--- BEGIN DATA SHOWN ---

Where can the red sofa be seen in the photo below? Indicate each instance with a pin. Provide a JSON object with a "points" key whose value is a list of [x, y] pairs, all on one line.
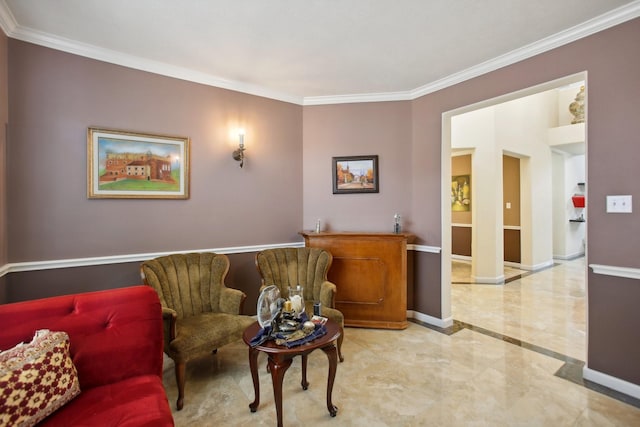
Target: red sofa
{"points": [[116, 346]]}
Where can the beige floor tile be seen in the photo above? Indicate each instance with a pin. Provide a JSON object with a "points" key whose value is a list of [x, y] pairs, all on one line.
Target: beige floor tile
{"points": [[418, 376]]}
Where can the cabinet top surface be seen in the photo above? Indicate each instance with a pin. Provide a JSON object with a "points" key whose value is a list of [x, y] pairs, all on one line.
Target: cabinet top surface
{"points": [[364, 234]]}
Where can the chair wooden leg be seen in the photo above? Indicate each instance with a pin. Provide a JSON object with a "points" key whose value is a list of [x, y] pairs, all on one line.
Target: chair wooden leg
{"points": [[180, 379]]}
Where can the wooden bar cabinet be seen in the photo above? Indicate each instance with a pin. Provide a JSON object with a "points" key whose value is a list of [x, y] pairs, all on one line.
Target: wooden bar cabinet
{"points": [[370, 273]]}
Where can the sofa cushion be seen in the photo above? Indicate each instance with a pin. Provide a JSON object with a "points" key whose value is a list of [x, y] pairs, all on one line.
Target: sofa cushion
{"points": [[135, 402], [36, 379]]}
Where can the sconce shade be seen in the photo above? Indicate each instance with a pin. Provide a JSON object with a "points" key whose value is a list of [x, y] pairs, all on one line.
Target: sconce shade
{"points": [[238, 154]]}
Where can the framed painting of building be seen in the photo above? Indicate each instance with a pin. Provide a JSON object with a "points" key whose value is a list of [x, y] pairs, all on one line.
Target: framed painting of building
{"points": [[461, 193], [134, 165], [355, 174]]}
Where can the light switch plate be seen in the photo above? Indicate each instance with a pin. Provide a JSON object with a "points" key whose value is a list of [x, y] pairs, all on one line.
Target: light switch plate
{"points": [[619, 204]]}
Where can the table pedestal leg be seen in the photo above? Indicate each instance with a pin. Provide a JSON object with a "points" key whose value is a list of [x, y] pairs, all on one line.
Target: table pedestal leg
{"points": [[278, 367], [305, 383], [253, 365], [332, 354]]}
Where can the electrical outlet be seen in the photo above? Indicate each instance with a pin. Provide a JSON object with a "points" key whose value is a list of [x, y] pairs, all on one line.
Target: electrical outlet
{"points": [[619, 204]]}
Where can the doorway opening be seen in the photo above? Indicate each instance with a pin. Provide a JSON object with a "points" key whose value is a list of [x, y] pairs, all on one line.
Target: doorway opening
{"points": [[526, 223]]}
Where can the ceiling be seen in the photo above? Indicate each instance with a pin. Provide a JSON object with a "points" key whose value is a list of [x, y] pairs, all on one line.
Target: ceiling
{"points": [[312, 51]]}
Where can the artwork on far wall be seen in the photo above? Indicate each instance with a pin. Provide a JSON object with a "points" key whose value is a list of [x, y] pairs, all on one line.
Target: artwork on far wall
{"points": [[355, 174], [461, 193], [123, 164]]}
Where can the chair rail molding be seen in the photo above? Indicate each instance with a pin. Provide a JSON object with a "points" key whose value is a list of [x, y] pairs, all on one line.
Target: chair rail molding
{"points": [[611, 270], [122, 259]]}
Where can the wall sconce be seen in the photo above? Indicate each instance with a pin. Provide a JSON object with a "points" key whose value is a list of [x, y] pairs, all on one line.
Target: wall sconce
{"points": [[238, 155]]}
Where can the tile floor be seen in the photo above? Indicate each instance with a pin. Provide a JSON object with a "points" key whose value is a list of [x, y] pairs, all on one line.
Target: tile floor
{"points": [[469, 375]]}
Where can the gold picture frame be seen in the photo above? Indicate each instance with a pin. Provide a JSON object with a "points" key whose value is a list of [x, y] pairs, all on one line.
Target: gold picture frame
{"points": [[133, 165]]}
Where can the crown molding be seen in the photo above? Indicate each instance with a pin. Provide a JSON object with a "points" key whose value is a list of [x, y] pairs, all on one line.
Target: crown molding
{"points": [[587, 28], [602, 22], [7, 20]]}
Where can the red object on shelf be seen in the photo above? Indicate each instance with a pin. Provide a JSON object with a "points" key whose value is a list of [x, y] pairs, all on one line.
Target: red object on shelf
{"points": [[578, 201]]}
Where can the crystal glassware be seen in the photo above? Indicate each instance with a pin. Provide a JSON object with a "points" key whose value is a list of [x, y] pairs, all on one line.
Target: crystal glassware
{"points": [[296, 296]]}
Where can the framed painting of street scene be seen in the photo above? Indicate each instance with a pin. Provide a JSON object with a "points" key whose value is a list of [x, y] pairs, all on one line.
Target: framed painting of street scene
{"points": [[355, 174], [134, 165]]}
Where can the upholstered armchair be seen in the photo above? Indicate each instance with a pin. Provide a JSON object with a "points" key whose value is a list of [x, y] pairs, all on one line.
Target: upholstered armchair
{"points": [[200, 313], [308, 267]]}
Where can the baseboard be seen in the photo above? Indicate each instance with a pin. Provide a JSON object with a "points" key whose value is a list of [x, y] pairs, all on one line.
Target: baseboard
{"points": [[121, 259], [613, 383], [440, 323], [569, 257]]}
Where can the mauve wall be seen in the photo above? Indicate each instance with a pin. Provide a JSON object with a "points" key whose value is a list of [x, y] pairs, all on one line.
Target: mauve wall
{"points": [[4, 118], [613, 90], [613, 66], [55, 96]]}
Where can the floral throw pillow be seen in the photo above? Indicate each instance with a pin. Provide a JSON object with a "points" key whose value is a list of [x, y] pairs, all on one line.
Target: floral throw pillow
{"points": [[36, 379]]}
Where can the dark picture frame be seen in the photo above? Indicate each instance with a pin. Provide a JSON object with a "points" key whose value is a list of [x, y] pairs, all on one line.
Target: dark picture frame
{"points": [[355, 174]]}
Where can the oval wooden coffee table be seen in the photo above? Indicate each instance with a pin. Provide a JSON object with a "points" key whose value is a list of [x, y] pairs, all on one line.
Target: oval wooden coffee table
{"points": [[280, 358]]}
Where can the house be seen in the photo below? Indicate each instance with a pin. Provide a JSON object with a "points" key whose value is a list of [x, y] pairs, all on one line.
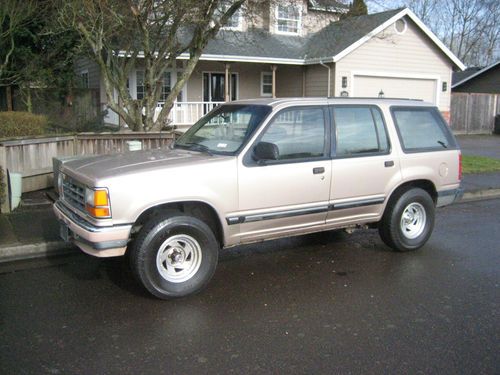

--- END DATA SHOWN ---

** DIRECTION **
Gather every line of the records above that contains the word "electrical" and copy each one in full. Treat the match as case-sensitive.

** SOLUTION FOR THIS PROBLEM **
Where can the electrical outlet be seen in the photo above? Indicate each instance with a pin. Provide a JSON object with a "points" key whose value is a list of [x, y] pairs, all on one line.
Target: electrical outlet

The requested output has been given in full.